## To be done
Each record below is to be reproduced without any change.
+---+
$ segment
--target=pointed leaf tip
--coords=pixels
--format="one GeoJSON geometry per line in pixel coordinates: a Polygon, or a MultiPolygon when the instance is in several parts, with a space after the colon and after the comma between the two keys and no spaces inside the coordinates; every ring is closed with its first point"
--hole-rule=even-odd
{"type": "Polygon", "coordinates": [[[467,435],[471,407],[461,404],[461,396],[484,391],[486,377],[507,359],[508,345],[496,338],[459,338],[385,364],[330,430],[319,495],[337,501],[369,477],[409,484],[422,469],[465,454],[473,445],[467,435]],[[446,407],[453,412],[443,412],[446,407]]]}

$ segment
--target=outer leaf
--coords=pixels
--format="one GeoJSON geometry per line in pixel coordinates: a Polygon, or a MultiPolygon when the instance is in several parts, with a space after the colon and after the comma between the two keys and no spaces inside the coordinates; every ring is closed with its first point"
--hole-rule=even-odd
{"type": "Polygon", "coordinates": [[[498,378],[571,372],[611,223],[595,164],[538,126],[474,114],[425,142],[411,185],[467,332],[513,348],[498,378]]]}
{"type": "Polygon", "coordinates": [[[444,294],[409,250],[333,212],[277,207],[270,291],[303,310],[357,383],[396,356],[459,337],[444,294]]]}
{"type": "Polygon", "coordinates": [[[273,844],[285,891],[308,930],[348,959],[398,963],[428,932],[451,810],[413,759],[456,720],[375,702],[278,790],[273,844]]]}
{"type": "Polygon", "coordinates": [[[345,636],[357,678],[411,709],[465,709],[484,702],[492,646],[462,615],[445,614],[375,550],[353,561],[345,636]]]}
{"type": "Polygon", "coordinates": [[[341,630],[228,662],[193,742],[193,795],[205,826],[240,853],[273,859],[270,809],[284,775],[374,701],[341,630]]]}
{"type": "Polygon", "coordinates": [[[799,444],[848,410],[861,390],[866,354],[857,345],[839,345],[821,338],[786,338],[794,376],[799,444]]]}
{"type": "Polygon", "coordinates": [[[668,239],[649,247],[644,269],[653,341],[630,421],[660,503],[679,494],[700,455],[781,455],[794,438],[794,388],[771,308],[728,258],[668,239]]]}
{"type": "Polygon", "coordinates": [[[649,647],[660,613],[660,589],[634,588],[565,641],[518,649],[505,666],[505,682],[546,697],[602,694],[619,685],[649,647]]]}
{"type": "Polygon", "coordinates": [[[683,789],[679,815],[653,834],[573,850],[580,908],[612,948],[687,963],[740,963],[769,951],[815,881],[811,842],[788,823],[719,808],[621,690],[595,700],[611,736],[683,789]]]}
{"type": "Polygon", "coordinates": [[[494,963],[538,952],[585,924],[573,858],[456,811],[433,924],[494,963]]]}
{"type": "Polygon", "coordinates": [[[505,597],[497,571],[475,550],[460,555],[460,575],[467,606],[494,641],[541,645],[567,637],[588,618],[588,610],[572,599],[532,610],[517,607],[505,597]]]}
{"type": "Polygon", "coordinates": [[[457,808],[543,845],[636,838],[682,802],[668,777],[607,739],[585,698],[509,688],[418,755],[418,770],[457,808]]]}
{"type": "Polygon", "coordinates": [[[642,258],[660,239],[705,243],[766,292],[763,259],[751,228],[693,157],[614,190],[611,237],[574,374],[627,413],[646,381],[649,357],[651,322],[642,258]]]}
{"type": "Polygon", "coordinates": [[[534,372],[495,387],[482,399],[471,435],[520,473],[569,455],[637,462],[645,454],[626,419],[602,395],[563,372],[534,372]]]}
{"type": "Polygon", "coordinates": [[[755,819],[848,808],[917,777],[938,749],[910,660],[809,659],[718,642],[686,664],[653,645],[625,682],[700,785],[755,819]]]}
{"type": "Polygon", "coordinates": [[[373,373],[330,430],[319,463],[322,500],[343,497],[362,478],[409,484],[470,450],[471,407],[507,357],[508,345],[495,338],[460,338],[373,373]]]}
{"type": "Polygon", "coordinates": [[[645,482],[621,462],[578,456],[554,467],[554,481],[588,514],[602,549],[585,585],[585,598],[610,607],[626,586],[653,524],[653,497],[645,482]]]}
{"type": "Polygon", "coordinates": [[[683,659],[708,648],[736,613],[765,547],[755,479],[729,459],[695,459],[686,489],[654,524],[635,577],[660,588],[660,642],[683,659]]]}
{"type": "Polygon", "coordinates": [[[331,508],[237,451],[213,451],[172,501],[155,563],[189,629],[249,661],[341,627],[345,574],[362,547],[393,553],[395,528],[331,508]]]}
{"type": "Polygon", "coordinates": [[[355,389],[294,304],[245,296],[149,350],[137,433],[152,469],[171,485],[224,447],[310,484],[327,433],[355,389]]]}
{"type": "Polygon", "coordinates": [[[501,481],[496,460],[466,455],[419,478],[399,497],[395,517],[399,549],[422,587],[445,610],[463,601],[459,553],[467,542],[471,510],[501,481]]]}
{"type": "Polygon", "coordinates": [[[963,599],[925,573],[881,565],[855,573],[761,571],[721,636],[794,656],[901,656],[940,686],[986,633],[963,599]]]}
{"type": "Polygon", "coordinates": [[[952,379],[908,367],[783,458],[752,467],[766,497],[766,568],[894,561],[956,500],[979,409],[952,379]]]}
+---+
## The reply
$ segment
--target=pointed leaf tip
--coords=pixels
--format="one GeoJSON geometry per line in pixel coordinates: a Polygon, or a MultiPolygon when the instance is in several parts, with a space after the colon and after the comma between the two keys and no spaces inside the coordinates; every ring is closed with its first point"
--hole-rule=even-odd
{"type": "Polygon", "coordinates": [[[467,435],[471,407],[461,404],[461,396],[484,391],[486,377],[507,359],[508,345],[496,338],[459,338],[385,364],[330,430],[319,495],[337,501],[369,477],[409,484],[422,469],[465,454],[473,445],[467,435]],[[446,407],[453,412],[443,412],[446,407]]]}

$ segment
--target=outer leaf
--coords=pixels
--format="one GeoJSON geometry per line in pixel coordinates: a Polygon, or a MultiPolygon when the instance is in several parts, with a space after the colon and after the comma between the two keys and no spaces inside the coordinates; every ring is closed with its first point"
--hole-rule=even-odd
{"type": "Polygon", "coordinates": [[[498,378],[571,372],[611,223],[595,164],[538,126],[474,114],[425,142],[411,185],[467,332],[513,348],[498,378]]]}
{"type": "Polygon", "coordinates": [[[444,294],[409,250],[333,212],[277,207],[270,291],[303,310],[357,383],[396,356],[459,337],[444,294]]]}
{"type": "Polygon", "coordinates": [[[273,844],[285,891],[308,930],[348,959],[398,963],[428,932],[451,810],[413,759],[456,720],[375,702],[278,790],[273,844]]]}
{"type": "Polygon", "coordinates": [[[345,636],[357,678],[411,709],[465,709],[484,702],[492,646],[462,615],[445,614],[375,550],[353,561],[345,636]]]}
{"type": "Polygon", "coordinates": [[[341,630],[228,662],[193,742],[193,795],[205,826],[240,853],[273,859],[270,809],[284,775],[374,701],[341,630]]]}
{"type": "Polygon", "coordinates": [[[799,444],[848,410],[861,390],[866,354],[857,345],[839,345],[821,338],[786,338],[794,376],[799,444]]]}
{"type": "Polygon", "coordinates": [[[668,239],[649,247],[644,269],[653,341],[630,421],[660,503],[679,494],[700,455],[781,455],[794,438],[794,388],[771,308],[728,258],[668,239]]]}
{"type": "Polygon", "coordinates": [[[649,647],[660,613],[660,589],[634,588],[565,641],[518,649],[505,666],[505,682],[546,697],[602,694],[619,685],[649,647]]]}
{"type": "Polygon", "coordinates": [[[683,789],[679,815],[653,834],[573,850],[580,908],[612,948],[687,963],[740,963],[769,951],[815,881],[811,842],[788,823],[719,808],[621,690],[595,700],[611,736],[683,789]]]}
{"type": "Polygon", "coordinates": [[[494,963],[538,952],[585,924],[573,858],[456,811],[433,924],[494,963]]]}
{"type": "Polygon", "coordinates": [[[505,597],[497,571],[475,550],[460,555],[460,575],[467,606],[494,641],[541,645],[567,637],[588,618],[588,610],[572,599],[532,610],[517,607],[505,597]]]}
{"type": "Polygon", "coordinates": [[[457,808],[543,845],[636,838],[682,802],[668,777],[607,739],[585,698],[509,688],[418,755],[418,770],[457,808]]]}
{"type": "Polygon", "coordinates": [[[642,258],[660,239],[705,243],[766,292],[763,259],[751,228],[693,157],[614,190],[611,237],[574,374],[627,413],[646,381],[649,357],[651,322],[642,258]]]}
{"type": "Polygon", "coordinates": [[[534,372],[495,387],[482,399],[471,435],[520,473],[569,455],[637,462],[645,454],[626,419],[602,395],[563,372],[534,372]]]}
{"type": "Polygon", "coordinates": [[[755,819],[848,808],[917,777],[938,749],[910,660],[809,659],[718,642],[686,664],[653,645],[625,682],[700,785],[755,819]]]}
{"type": "Polygon", "coordinates": [[[373,373],[330,430],[319,463],[322,500],[343,497],[362,478],[409,484],[470,450],[471,407],[507,357],[508,345],[495,338],[460,338],[373,373]]]}
{"type": "Polygon", "coordinates": [[[645,482],[621,462],[578,456],[554,467],[554,481],[588,514],[602,549],[585,585],[585,598],[610,607],[626,586],[653,524],[653,497],[645,482]]]}
{"type": "Polygon", "coordinates": [[[683,659],[708,648],[736,613],[765,547],[755,479],[729,459],[695,459],[686,489],[654,524],[635,577],[660,588],[660,642],[683,659]]]}
{"type": "Polygon", "coordinates": [[[331,508],[237,451],[213,451],[172,501],[155,563],[189,629],[249,661],[341,627],[345,574],[362,547],[393,553],[395,528],[331,508]]]}
{"type": "Polygon", "coordinates": [[[355,389],[294,304],[245,296],[149,350],[137,433],[152,469],[171,485],[224,447],[310,484],[327,433],[355,389]]]}
{"type": "Polygon", "coordinates": [[[501,481],[496,460],[466,455],[419,478],[399,497],[395,517],[399,549],[422,587],[445,610],[463,601],[459,553],[467,542],[471,510],[501,481]]]}
{"type": "Polygon", "coordinates": [[[963,599],[925,573],[881,565],[855,573],[761,571],[721,636],[794,656],[901,656],[940,686],[986,633],[963,599]]]}
{"type": "Polygon", "coordinates": [[[952,379],[908,367],[783,458],[752,467],[766,497],[766,568],[894,561],[956,500],[979,409],[952,379]]]}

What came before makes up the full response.